Dataset records:
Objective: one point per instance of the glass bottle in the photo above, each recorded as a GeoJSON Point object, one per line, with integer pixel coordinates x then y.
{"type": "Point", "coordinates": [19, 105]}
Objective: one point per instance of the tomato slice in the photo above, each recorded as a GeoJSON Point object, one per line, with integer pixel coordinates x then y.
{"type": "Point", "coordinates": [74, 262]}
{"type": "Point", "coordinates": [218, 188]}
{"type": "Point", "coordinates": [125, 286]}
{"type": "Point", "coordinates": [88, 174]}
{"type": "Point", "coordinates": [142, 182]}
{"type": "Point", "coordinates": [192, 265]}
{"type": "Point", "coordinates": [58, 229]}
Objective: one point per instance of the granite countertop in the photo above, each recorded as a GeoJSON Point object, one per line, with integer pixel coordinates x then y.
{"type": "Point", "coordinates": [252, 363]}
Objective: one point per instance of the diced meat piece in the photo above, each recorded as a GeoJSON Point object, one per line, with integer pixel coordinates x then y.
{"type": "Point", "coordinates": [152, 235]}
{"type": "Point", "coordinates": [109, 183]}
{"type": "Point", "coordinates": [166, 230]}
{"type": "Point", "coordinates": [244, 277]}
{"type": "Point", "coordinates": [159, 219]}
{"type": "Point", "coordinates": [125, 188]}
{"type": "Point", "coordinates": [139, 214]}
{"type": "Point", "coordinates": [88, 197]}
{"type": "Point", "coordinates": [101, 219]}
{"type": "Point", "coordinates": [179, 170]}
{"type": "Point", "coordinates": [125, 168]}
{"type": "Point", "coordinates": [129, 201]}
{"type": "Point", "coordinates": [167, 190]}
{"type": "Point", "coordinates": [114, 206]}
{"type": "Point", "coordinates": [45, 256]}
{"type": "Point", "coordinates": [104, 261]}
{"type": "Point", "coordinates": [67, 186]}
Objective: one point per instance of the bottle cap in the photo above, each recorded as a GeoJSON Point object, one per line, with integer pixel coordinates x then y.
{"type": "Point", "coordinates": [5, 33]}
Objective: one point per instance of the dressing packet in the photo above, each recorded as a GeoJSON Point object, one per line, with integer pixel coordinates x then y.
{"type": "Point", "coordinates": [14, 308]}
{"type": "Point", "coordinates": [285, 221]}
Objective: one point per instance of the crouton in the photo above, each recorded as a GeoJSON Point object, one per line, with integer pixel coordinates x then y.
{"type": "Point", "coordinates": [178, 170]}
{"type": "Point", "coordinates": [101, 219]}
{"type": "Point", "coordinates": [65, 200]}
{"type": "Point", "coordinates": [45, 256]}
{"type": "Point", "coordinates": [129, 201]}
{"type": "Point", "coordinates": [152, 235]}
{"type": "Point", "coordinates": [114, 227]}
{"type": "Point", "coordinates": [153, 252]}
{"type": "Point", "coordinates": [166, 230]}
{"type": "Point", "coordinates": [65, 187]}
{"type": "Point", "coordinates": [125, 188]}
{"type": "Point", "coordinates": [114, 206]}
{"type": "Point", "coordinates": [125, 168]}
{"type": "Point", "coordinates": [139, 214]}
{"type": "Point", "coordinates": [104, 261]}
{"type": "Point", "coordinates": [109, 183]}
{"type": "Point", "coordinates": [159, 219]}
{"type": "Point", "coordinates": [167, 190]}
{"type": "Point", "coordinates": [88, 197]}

Problem:
Copy out each record word for word.

Problem solution:
Objective: one point per instance of the glass bottle in the photo above, each recorded as a GeoJSON Point object, one per line, with integer pixel coordinates x then y.
{"type": "Point", "coordinates": [19, 105]}
Objective: one point per instance of the tomato slice in the photo above, each recorded as a GeoJSON Point object, one per line, with integer pixel coordinates x then y.
{"type": "Point", "coordinates": [74, 262]}
{"type": "Point", "coordinates": [218, 188]}
{"type": "Point", "coordinates": [125, 286]}
{"type": "Point", "coordinates": [88, 174]}
{"type": "Point", "coordinates": [142, 182]}
{"type": "Point", "coordinates": [192, 265]}
{"type": "Point", "coordinates": [58, 229]}
Objective: one point per instance of the granite countertop in the photo above, each recorded as a GeoJSON Point object, one per line, with integer pixel coordinates x then y.
{"type": "Point", "coordinates": [252, 363]}
Objective: one point per instance of the diced meat piece in the photo above, each recorded as a GeoJSON Point object, one per line, with integer pixel coordinates x then y.
{"type": "Point", "coordinates": [152, 235]}
{"type": "Point", "coordinates": [109, 183]}
{"type": "Point", "coordinates": [166, 230]}
{"type": "Point", "coordinates": [244, 277]}
{"type": "Point", "coordinates": [159, 219]}
{"type": "Point", "coordinates": [125, 188]}
{"type": "Point", "coordinates": [139, 214]}
{"type": "Point", "coordinates": [88, 197]}
{"type": "Point", "coordinates": [101, 219]}
{"type": "Point", "coordinates": [179, 170]}
{"type": "Point", "coordinates": [125, 168]}
{"type": "Point", "coordinates": [129, 201]}
{"type": "Point", "coordinates": [167, 190]}
{"type": "Point", "coordinates": [114, 206]}
{"type": "Point", "coordinates": [45, 256]}
{"type": "Point", "coordinates": [104, 261]}
{"type": "Point", "coordinates": [67, 186]}
Objective: one point per instance of the bottle cap in the photo above, each recorded as a GeoJSON Point object, one per line, with integer pixel coordinates x then y.
{"type": "Point", "coordinates": [5, 33]}
Objective: one point per instance of the dressing packet in the photo above, each recorded as a GeoJSON Point object, one per line, with integer pixel coordinates x then y.
{"type": "Point", "coordinates": [14, 308]}
{"type": "Point", "coordinates": [285, 221]}
Objective: one point per instance of the crouton in the photo above, each recorded as a GeoJSON Point object, one per line, with integer pixel coordinates x then y.
{"type": "Point", "coordinates": [178, 170]}
{"type": "Point", "coordinates": [101, 219]}
{"type": "Point", "coordinates": [65, 200]}
{"type": "Point", "coordinates": [45, 256]}
{"type": "Point", "coordinates": [129, 201]}
{"type": "Point", "coordinates": [152, 235]}
{"type": "Point", "coordinates": [114, 227]}
{"type": "Point", "coordinates": [153, 252]}
{"type": "Point", "coordinates": [166, 230]}
{"type": "Point", "coordinates": [65, 187]}
{"type": "Point", "coordinates": [125, 188]}
{"type": "Point", "coordinates": [114, 206]}
{"type": "Point", "coordinates": [125, 168]}
{"type": "Point", "coordinates": [139, 214]}
{"type": "Point", "coordinates": [104, 261]}
{"type": "Point", "coordinates": [109, 183]}
{"type": "Point", "coordinates": [159, 219]}
{"type": "Point", "coordinates": [167, 190]}
{"type": "Point", "coordinates": [88, 197]}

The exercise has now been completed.